Render the entries below as a numbered list, starting at the line with "In this exercise you will tag the man's leg" and running through the end of the entries, both ends included. Leave out any blank lines.

____________

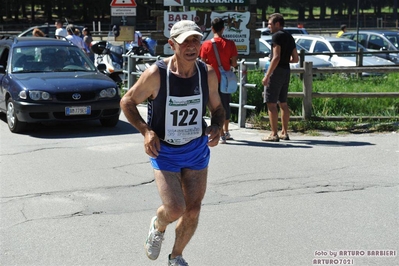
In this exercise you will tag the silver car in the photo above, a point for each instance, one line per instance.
(265, 48)
(381, 40)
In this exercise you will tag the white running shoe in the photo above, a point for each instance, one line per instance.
(154, 241)
(178, 261)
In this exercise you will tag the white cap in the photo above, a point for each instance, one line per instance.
(183, 29)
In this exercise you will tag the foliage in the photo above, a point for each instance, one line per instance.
(322, 107)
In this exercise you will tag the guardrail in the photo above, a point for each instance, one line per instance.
(306, 72)
(307, 94)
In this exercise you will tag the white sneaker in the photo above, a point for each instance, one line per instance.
(154, 241)
(222, 140)
(178, 261)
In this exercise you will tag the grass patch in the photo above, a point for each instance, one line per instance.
(323, 107)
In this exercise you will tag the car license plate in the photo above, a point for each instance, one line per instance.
(78, 110)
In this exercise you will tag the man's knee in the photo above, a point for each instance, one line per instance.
(175, 211)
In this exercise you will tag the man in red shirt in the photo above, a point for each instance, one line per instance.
(228, 57)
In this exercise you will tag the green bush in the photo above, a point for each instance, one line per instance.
(321, 107)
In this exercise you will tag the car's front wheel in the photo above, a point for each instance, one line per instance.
(109, 122)
(14, 124)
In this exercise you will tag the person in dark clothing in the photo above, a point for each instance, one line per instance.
(277, 77)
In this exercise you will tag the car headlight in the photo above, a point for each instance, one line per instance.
(39, 95)
(108, 93)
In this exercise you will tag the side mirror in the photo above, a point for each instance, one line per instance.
(101, 67)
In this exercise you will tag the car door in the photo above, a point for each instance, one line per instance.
(4, 51)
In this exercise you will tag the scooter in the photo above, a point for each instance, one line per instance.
(110, 55)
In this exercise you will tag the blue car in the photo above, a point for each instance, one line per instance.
(44, 79)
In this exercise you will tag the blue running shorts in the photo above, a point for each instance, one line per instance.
(194, 155)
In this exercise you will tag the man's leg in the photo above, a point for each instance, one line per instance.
(273, 117)
(171, 193)
(194, 187)
(285, 117)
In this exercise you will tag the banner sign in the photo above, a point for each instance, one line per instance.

____________

**FULL SOLUTION:**
1. In this exercise you will tag the man's leg in the photo above, a point for each instance, one line per instance.
2. (273, 117)
3. (171, 193)
4. (194, 187)
5. (285, 117)
6. In this exercise you will tag the banner sign in the photo above, a point for each instance, one line per instance.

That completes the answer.